Challenge –
Copy the passage below on South Africa's independent cigarette makers word for word, from start to finish.

All the conditions I have described – new legislation, increased ‘sin taxes’ and decreasing number of adult smokers – created new opportunities within the tobacco industry. Some sharp business people saw the gap in the market to offer unknown brands of cigarettes – or ‘cheapies’ as they are called – at a significantly lower price than the established, famous brands. Given the significant increase in the retail cost of cigarettes, those hooked on the habit simply couldn’t afford to remain brand-conscious and were prepared to move away towards new brands that were cheaper. From the early 2000s, new cigarette manufacturing plants were set up in South Africa run by small, independent businessmen, all trying to get a slice of the ‘pizza’ and many succeeding in doing so. They were smaller outfits, leaner and meaner than the multinationals who had once dominated the market, and as a result they could manufacture their products far cheaper than the latter. Within a few years, they sprang up like mushrooms all over the country and began to make serious inroads into the market share of the large tobacco firms. The myriad of smaller manufacturers, importers and traders did not form part of TISA and openly took on the monopoly once held by the big boys’ club in any way they could. Some of them were also quite prepared to cut corners with SARS and not pay their dues to the fiscus. In effect, the emergence of these new players also began to edge the counterfeiters out of the market and take over the slice of ‘pizza’ that the latter used to represent.

By 2012, some of the new independents began to put their heads together and formed their own ‘club’, the Fair-Trade Independent Tobacco Association (FITA). The primary founder members were Carnilinx Tobacco, Amalgamated Tobacco Manufacturers (ATM), Botswana-based Benson Craig, and United Africa Tobacco Manufacturers (UATM). These remained the major role-players. Several of the other smaller traders and manufacturers preferred to sit on the sidelines, belonging to neither the TISA group nor FITA, and continued to do their own thing. By 2017, FITA had grown to include companies like Afroberg Tobacco Manufacturing, Best Tobacco Company, Folha Manufacturers, Gold Leaf Tobacco Corporation (GLTC), Protobac and Home of Cut Rag, having also shed a few of the original members along the way. FITA was a registered not-for-profit company which relied on member contributions to operate and to pay for expenses incurred in furthering its stated aims. On the face of it, it was intended to counter the TISA ‘club’ and promote the interests of the newcomers to the tobacco industry. According to its website, FITA sought to encourage smaller manufacturers in the tobacco industry in southern Africa to collaborate in respect of industry, regulatory and legislative matters which are common to all and to which, individually, there is little hope of making any significant difference.

Material –

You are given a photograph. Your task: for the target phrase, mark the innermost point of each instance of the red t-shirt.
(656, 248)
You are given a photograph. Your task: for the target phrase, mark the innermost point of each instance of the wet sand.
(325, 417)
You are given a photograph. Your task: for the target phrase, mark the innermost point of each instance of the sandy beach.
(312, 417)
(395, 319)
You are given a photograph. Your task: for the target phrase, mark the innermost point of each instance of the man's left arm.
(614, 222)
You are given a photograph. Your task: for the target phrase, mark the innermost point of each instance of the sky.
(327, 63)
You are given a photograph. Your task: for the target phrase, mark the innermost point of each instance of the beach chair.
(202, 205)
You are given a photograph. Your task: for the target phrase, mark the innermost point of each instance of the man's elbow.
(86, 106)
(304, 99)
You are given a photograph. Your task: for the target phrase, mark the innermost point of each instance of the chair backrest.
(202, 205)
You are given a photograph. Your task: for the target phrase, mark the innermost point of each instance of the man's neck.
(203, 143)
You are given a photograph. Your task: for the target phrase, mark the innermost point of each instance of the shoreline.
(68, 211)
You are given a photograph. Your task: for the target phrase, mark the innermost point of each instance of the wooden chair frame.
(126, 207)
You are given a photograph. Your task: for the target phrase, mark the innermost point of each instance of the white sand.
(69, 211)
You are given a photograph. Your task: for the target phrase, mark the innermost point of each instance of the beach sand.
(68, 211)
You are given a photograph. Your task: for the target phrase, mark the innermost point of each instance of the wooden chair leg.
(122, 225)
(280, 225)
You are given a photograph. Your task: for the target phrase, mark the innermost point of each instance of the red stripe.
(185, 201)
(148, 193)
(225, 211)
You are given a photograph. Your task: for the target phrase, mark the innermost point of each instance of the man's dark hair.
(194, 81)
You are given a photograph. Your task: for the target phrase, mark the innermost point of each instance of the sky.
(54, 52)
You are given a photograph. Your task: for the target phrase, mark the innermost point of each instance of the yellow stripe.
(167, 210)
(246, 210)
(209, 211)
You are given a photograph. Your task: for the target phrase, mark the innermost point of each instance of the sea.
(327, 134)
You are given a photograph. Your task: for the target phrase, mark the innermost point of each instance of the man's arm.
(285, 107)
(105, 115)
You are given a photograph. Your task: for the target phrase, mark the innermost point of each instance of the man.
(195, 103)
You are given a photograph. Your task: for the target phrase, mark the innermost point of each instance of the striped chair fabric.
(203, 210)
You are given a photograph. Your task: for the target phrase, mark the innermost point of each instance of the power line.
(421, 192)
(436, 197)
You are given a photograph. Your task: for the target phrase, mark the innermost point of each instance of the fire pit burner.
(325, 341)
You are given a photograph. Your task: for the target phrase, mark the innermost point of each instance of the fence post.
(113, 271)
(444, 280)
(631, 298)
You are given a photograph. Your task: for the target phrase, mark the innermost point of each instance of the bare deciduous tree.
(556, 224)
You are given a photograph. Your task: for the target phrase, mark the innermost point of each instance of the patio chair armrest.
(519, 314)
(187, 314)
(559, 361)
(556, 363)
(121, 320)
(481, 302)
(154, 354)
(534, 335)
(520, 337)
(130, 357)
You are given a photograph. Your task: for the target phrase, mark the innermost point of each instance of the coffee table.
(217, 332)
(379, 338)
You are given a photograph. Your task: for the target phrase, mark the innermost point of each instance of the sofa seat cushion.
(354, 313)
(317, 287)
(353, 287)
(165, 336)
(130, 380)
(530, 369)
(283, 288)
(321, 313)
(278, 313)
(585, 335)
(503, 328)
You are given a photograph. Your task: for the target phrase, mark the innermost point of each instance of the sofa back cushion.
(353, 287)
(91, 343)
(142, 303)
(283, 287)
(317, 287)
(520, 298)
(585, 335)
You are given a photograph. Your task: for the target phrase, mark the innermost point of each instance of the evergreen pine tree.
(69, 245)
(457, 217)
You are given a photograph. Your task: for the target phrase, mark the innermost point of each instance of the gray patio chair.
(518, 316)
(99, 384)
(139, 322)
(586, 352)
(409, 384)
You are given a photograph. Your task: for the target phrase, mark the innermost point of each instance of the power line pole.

Finished task –
All the conditions I have described – new legislation, increased ‘sin taxes’ and decreasing number of adult smokers – created new opportunities within the tobacco industry. Some sharp business people saw the gap in the market to offer unknown brands of cigarettes – or ‘cheapies’ as they are called – at a significantly lower price than the established, famous brands. Given the significant increase in the retail cost of cigarettes, those hooked on the habit simply couldn’t afford to remain brand-conscious and were prepared to move away towards new brands that were cheaper. From the early 2000s, new cigarette manufacturing plants were set up in South Africa run by small, independent businessmen, all trying to get a slice of the ‘pizza’ and many succeeding in doing so. They were smaller outfits, leaner and meaner than the multinationals who had once dominated the market, and as a result they could manufacture their products far cheaper than the latter. Within a few years, they sprang up like mushrooms all over the country and began to make serious inroads into the market share of the large tobacco firms. The myriad of smaller manufacturers, importers and traders did not form part of TISA and openly took on the monopoly once held by the big boys’ club in any way they could. Some of them were also quite prepared to cut corners with SARS and not pay their dues to the fiscus. In effect, the emergence of these new players also began to edge the counterfeiters out of the market and take over the slice of ‘pizza’ that the latter used to represent.

By 2012, some of the new independents began to put their heads together and formed their own ‘club’, the Fair-Trade Independent Tobacco Association (FITA). The primary founder members were Carnilinx Tobacco, Amalgamated Tobacco Manufacturers (ATM), Botswana-based Benson Craig, and United Africa Tobacco Manufacturers (UATM). These remained the major role-players. Several of the other smaller traders and manufacturers preferred to sit on the sidelines, belonging to neither the TISA group nor FITA, and continued to do their own thing. By 2017, FITA had grown to include companies like Afroberg Tobacco Manufacturing, Best Tobacco Company, Folha Manufacturers, Gold Leaf Tobacco Corporation (GLTC), Protobac and Home of Cut Rag, having also shed a few of the original members along the way. FITA was a registered not-for-profit company which relied on member contributions to operate and to pay for expenses incurred in furthering its stated aims. On the face of it, it was intended to counter the TISA ‘club’ and promote the interests of the newcomers to the tobacco industry. According to its website, FITA sought to encourage smaller manufacturers in the tobacco industry in southern Africa to collaborate in respect of industry, regulatory and legislative matters which are common to all and to which, individually, there is little hope of making any significant difference.